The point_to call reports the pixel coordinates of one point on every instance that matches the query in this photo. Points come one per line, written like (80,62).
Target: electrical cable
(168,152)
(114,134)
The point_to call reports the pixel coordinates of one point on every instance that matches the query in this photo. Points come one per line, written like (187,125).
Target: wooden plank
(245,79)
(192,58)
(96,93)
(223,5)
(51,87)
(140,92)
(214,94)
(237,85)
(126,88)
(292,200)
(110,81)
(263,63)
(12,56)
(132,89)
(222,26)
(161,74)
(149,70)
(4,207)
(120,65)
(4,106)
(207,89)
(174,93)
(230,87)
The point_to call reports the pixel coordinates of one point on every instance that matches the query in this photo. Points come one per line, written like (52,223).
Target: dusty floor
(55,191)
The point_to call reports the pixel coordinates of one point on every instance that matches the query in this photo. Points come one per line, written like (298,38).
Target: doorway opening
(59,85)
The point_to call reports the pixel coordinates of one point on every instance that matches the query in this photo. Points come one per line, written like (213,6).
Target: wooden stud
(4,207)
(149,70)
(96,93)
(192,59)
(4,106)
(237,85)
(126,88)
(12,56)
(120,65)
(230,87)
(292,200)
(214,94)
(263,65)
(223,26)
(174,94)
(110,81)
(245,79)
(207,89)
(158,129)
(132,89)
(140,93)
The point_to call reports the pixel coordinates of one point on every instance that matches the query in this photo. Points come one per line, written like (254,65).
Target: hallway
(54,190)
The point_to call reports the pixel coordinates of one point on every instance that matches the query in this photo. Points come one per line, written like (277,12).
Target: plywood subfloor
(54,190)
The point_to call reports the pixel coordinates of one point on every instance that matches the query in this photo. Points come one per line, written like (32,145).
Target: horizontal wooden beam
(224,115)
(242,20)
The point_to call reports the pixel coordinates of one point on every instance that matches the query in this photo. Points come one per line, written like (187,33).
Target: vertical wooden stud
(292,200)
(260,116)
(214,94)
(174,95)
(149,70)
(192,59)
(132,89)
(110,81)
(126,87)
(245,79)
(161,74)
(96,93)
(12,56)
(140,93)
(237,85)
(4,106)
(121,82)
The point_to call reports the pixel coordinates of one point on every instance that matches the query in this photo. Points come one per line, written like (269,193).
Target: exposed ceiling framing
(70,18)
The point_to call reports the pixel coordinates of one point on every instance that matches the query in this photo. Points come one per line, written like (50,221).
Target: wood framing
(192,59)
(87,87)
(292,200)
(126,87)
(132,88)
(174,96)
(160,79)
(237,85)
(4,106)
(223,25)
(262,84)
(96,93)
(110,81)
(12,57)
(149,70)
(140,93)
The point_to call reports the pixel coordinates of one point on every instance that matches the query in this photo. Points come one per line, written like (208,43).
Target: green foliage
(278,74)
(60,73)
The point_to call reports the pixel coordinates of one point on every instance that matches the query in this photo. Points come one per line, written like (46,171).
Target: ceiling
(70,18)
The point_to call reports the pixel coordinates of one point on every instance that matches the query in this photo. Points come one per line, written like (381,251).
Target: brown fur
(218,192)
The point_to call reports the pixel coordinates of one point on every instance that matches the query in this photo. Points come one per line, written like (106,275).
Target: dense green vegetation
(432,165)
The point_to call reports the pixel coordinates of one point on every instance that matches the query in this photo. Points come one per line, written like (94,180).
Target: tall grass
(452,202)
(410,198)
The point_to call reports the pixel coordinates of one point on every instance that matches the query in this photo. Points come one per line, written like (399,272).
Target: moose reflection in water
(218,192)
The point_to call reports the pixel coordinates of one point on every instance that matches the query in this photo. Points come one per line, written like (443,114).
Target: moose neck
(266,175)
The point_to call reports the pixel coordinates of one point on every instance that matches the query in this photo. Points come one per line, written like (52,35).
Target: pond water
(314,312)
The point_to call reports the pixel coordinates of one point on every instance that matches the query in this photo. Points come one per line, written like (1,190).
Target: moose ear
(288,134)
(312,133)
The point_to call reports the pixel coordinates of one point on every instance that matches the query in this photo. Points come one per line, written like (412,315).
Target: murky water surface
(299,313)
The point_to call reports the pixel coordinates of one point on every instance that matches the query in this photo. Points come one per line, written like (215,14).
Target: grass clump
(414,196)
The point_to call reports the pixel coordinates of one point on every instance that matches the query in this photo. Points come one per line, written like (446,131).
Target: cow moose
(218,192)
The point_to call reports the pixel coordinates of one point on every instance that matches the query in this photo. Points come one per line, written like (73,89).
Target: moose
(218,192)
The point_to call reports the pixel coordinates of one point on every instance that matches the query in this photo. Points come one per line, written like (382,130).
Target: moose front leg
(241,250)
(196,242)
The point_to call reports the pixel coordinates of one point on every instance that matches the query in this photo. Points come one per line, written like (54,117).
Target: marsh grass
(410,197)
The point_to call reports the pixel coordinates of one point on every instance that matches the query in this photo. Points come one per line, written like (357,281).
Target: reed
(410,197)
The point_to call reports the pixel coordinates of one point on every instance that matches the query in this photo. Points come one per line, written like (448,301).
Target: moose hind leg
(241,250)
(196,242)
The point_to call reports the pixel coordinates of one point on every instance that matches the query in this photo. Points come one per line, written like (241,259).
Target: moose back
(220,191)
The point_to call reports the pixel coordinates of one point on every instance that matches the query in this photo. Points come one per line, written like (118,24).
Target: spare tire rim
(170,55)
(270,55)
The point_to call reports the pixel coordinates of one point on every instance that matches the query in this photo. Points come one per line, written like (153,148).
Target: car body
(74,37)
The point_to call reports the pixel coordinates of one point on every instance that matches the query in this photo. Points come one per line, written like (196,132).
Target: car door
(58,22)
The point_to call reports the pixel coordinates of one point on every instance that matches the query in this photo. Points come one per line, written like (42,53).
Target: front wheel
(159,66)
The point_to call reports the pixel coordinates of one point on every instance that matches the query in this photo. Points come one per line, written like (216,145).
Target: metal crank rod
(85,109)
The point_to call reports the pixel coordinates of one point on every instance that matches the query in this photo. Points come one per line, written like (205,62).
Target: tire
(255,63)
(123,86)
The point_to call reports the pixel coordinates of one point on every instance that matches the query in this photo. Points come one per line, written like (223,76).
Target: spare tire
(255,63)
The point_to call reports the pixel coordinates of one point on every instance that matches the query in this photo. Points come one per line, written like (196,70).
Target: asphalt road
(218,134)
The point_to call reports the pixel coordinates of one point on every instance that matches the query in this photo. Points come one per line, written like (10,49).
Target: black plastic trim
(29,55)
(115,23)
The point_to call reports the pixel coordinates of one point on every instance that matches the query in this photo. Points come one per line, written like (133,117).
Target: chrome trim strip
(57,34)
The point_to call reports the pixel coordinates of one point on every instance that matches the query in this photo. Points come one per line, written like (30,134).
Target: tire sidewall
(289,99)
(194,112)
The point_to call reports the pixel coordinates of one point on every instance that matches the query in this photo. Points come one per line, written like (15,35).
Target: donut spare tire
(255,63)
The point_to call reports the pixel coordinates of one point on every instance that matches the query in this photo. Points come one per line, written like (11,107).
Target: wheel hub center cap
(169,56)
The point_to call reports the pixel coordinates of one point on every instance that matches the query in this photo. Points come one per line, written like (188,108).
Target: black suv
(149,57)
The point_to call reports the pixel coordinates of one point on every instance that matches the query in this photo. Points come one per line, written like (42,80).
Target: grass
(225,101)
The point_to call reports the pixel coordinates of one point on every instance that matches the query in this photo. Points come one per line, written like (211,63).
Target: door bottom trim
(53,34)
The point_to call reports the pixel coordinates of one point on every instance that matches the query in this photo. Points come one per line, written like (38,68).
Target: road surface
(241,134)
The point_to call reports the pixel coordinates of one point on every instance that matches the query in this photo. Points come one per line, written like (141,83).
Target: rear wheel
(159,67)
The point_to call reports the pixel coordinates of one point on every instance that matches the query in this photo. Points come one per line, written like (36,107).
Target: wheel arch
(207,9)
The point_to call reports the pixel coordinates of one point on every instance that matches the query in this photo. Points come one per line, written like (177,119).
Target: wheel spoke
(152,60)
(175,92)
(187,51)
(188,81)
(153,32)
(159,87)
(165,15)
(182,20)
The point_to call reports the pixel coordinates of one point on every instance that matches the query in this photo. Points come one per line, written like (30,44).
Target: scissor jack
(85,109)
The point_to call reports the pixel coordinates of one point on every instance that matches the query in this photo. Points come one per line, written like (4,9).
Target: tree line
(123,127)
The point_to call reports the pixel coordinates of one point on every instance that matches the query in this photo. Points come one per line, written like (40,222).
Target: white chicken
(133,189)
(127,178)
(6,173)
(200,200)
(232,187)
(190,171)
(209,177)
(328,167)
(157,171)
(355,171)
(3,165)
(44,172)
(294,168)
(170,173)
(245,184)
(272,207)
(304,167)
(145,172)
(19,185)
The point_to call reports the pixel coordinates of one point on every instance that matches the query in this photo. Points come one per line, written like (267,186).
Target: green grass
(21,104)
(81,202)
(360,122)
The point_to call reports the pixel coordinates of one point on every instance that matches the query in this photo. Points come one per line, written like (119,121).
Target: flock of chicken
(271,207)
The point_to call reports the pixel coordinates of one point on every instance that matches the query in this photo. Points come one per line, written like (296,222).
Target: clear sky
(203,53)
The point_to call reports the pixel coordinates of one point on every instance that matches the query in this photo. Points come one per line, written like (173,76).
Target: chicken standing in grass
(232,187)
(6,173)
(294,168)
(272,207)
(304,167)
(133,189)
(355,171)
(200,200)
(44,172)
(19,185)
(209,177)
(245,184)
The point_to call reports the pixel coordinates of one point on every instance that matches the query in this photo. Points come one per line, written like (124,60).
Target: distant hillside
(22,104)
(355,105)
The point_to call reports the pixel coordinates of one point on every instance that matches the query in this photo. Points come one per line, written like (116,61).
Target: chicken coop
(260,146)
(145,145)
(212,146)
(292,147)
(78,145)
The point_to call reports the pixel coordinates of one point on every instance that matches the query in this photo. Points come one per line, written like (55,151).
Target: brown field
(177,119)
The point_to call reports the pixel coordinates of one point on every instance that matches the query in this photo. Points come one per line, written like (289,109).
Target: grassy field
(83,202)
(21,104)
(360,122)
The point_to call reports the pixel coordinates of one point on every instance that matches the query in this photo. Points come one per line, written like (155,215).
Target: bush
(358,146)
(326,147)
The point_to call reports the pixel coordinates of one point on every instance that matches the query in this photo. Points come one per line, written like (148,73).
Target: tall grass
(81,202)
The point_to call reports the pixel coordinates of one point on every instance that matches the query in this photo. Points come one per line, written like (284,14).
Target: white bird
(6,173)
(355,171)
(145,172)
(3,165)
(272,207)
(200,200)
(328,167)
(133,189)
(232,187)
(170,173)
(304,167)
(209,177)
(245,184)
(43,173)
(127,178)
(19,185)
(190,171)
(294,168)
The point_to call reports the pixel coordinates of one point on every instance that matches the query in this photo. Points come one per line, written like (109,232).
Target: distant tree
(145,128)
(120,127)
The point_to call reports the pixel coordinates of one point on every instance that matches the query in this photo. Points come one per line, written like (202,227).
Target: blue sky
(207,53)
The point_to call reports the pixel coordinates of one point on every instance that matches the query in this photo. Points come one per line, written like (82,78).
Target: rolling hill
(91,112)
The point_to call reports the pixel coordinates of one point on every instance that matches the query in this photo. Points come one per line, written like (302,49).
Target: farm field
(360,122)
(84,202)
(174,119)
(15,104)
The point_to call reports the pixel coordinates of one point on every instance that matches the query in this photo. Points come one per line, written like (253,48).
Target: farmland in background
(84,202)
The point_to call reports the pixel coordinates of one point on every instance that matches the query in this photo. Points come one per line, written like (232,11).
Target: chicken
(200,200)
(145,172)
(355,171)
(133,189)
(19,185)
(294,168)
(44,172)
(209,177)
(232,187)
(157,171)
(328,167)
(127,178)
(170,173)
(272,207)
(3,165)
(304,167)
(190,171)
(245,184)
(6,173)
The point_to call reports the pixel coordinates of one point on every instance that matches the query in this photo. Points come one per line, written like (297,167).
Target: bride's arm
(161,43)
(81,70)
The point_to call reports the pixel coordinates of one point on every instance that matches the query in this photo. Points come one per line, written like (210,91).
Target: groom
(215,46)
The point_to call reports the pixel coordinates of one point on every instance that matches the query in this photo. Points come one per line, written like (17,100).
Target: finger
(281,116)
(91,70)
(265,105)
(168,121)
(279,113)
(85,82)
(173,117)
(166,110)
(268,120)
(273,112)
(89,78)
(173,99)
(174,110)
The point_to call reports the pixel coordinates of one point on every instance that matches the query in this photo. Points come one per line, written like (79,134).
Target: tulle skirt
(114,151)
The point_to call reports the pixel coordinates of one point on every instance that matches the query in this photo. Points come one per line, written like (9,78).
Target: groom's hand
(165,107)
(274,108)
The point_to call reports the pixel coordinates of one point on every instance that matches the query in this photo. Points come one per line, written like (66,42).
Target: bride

====

Work to be completed
The range runs from the line with "Target: dusty floor" up to and including the line with "written like (277,12)." in the listing above; please write out exactly those lines and nothing more.

The completed task
Target: dusty floor
(55,191)
The point_to call reports the pixel coordinates of one point on every instance that matches the query in this photo. Points come one per line, written like (298,38).
Target: doorway opening
(59,85)
The point_to call reports the pixel coordinates of one point on every instance that matches the query in this photo. Points come one per line, written like (213,6).
Target: wooden stud
(4,207)
(149,70)
(96,93)
(192,59)
(4,106)
(237,85)
(126,88)
(12,56)
(120,65)
(230,87)
(292,200)
(214,94)
(263,65)
(223,26)
(174,94)
(110,81)
(245,79)
(207,89)
(158,129)
(132,89)
(140,93)
The point_to call reports the pixel coordinates of one point on every instance that matches the query in this photo. Points come one per line, written like (254,65).
Target: hallway
(54,190)
The point_to call reports the pixel coordinates of one point on every instance that matches the query in this photo. Points come one per line, written like (277,12).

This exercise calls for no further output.